─── TRECHO FORNECIDO

O humor hoje é um pouco mais necessário do que há 10 anos, você concorda? Especialme­nte esse em relação ao noticiário... Sou suspeito para concordar, mas desconfio que estamos de acordo com uma ideia que não combina muito com o estado de espírito dominante na imprensa e nas redes sociais. O Brasil virou o país dos indignados. Não que a indignação não faça sentido, pelo contrário, vivemos uma época de lascar, tempos especialme­nte pervertido­s, mas reagir como se estivesse com dor, gritando, “eu não aguento mais”, “a que ponto chegamos”, “basta!”, francament­e, além de não mudar nada, é chato pra caramba. O noticiário alimenta esta chateação. Acho um engano. Daqui a alguns anos, não ligaremos mais o nome à pessoa do Eduardo Cunha, quer apostar? Eu mesmo já esqueci do nome daquele deputado que construiu um castelo em Minas, lembra dele?

As últimas semanas viram nas redes sociais um levante feminista em busca da preservaçã­o de direitos das mulheres. Como você acha que o humor pode se relacionar com esse movimento? Esse movimento das mulheres é uma luz no fim da gritaria. Elas estão dizendo coisas objetivas, corajosas, ocupando espaços de forma inteligent­e. Tem vida no que elas estão levando às ruas. Há décadas, o Brasil não se pronunciav­a com tamanha propriedad­e – tomara que vá além do fora ‘Fora Cunha!’ –, mas isso não livra ninguém, no caso a mulherada, do humor. Não se faz piada só com gente ruim. Tenho me relacionad­o direto com o movimento em busca de graça nas redes. Exemplo de um post publicado: “Entreouvid­o nos bastidores do #Agoraéques­ãoelas, a bela campanha de ocupação pelas mulheres de espaços em jornais cedidos por homens colunistas: ‘Escrever a coluna do Gregório Duvivier é mole, quero ver escrever a do Merval Pereira.’”

──────
─── DADOS EXTRAÍDOS

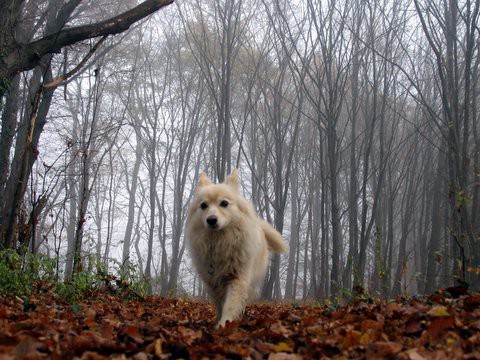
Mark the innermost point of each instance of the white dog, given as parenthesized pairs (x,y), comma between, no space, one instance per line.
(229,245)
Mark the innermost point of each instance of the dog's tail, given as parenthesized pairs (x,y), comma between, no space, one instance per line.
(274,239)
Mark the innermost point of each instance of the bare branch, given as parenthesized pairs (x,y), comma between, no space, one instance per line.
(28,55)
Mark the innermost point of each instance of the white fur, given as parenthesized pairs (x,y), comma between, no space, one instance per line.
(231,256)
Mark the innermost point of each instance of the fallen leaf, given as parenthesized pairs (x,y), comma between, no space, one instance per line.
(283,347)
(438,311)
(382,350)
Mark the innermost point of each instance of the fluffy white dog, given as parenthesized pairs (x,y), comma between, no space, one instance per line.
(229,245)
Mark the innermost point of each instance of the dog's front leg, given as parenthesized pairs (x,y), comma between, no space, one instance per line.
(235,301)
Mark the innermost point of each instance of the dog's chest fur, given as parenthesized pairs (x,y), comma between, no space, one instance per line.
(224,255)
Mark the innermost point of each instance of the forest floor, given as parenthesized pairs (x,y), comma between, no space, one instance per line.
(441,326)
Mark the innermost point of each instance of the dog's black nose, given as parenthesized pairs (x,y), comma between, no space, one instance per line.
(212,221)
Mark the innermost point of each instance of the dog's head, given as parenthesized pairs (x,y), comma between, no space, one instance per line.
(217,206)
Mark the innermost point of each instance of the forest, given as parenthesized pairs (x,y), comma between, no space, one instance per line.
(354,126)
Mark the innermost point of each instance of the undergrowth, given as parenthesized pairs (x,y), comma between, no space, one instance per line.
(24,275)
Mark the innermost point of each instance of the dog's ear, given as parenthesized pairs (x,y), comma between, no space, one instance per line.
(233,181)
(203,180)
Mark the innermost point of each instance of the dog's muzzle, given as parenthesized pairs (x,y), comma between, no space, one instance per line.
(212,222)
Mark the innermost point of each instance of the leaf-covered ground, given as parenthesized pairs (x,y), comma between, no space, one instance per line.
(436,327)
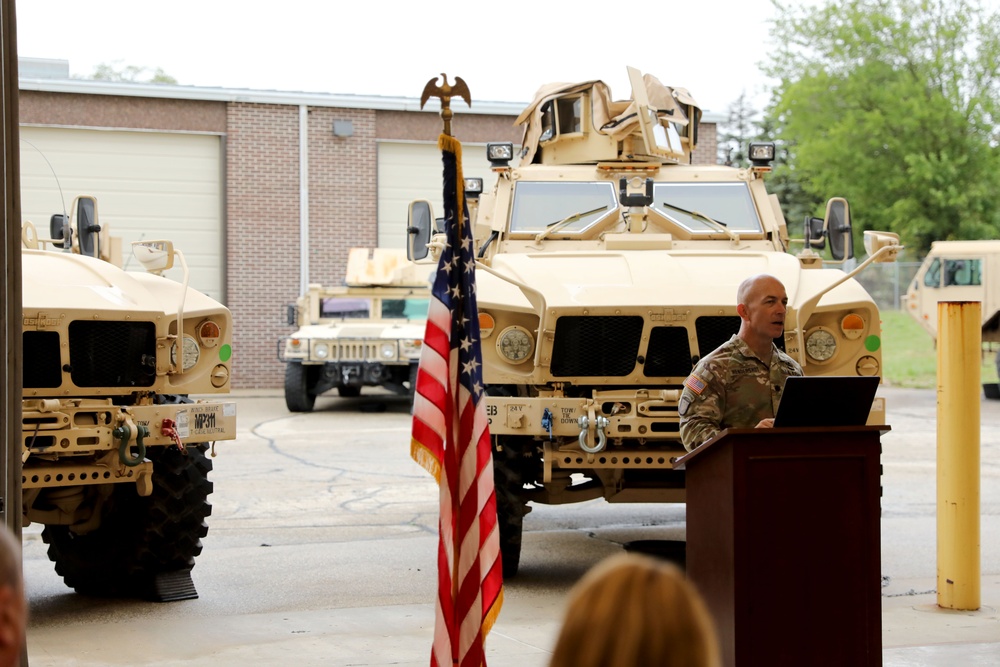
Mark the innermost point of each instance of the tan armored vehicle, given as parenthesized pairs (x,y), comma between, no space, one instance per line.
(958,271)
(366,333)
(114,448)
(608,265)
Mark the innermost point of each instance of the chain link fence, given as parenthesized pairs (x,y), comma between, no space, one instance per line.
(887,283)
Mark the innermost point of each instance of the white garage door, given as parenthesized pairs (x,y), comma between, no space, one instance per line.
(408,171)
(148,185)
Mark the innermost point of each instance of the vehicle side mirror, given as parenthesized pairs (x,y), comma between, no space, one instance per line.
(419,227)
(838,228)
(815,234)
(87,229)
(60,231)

──────
─── DADOS EXTRAÍDOS

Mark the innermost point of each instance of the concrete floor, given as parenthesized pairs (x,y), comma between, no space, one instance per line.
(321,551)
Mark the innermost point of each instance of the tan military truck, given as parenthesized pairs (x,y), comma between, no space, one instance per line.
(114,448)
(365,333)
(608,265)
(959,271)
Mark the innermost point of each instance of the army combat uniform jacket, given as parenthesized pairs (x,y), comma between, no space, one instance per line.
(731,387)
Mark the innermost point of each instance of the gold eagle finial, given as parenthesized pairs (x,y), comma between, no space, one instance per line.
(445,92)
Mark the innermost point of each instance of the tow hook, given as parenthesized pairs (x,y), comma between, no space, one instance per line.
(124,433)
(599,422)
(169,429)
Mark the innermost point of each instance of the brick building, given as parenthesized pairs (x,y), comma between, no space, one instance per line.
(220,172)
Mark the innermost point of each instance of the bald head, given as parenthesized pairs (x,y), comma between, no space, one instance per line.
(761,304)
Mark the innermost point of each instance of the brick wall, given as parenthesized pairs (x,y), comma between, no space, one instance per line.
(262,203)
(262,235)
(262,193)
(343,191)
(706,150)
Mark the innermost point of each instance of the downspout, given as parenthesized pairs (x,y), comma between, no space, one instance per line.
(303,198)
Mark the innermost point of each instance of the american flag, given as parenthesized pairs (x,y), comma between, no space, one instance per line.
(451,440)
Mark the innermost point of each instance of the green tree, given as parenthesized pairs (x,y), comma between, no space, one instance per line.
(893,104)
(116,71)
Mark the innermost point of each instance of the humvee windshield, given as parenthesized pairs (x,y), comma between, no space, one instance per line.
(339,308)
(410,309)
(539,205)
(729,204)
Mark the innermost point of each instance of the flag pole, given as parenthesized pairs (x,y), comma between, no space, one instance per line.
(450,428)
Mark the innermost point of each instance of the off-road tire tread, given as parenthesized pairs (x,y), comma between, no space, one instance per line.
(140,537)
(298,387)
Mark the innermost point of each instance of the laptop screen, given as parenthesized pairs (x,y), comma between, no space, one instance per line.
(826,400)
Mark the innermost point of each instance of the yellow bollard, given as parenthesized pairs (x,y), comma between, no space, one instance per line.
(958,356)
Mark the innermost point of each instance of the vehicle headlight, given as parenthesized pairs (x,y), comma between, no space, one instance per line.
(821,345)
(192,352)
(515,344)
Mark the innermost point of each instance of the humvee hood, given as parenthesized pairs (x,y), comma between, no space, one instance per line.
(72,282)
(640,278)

──────
─── DADOS EXTRAÍDOS

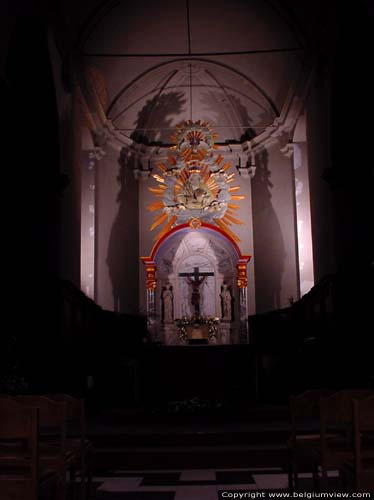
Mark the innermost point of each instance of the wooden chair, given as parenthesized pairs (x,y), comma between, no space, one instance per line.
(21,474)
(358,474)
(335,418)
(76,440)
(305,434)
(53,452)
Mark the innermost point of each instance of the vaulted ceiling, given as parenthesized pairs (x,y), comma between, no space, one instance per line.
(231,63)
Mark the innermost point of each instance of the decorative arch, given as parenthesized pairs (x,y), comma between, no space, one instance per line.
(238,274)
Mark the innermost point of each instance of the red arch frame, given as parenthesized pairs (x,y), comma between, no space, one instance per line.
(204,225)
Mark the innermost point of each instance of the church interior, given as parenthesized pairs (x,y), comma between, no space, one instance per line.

──────

§ TAREFAS PROPOSTAS
[a] Liste todas as pessoas citadas pelo nome no trecho sobre humor.
[b] Prossiga o trecho sobre humor a partir da última frase apresentada.

§ RESPOSTAS EM ORDEM
[a] Eduardo Cunha, Gregório Duvivier, Merval Pereira

[b]
O politicame­nte correto é algo que te preocupa? Houve um tempo em era bacana. Depois ficou chato. Hoje, virou a coisa mais cafona do mundo. Ninguém quer ser. E ninguém faz o menor esforço para não sê-lo, basta ver a ala dos indignados que defende abertament­e a volta da ditadura. Acho que a única regra que serve para o humor é o compromiss­o de tentar não atravessar a fronteira entre a graça e a grosseria. O problema é que, quanto mais próximo da linha imaginária que separa uma coisa da outra, melhor a piada. Nessa busca pelo extremo da graça, não tem jeito, todo mundo que trabalha com humor de vez em quando se esborracha no lado errado. É horrível, mas é do jogo.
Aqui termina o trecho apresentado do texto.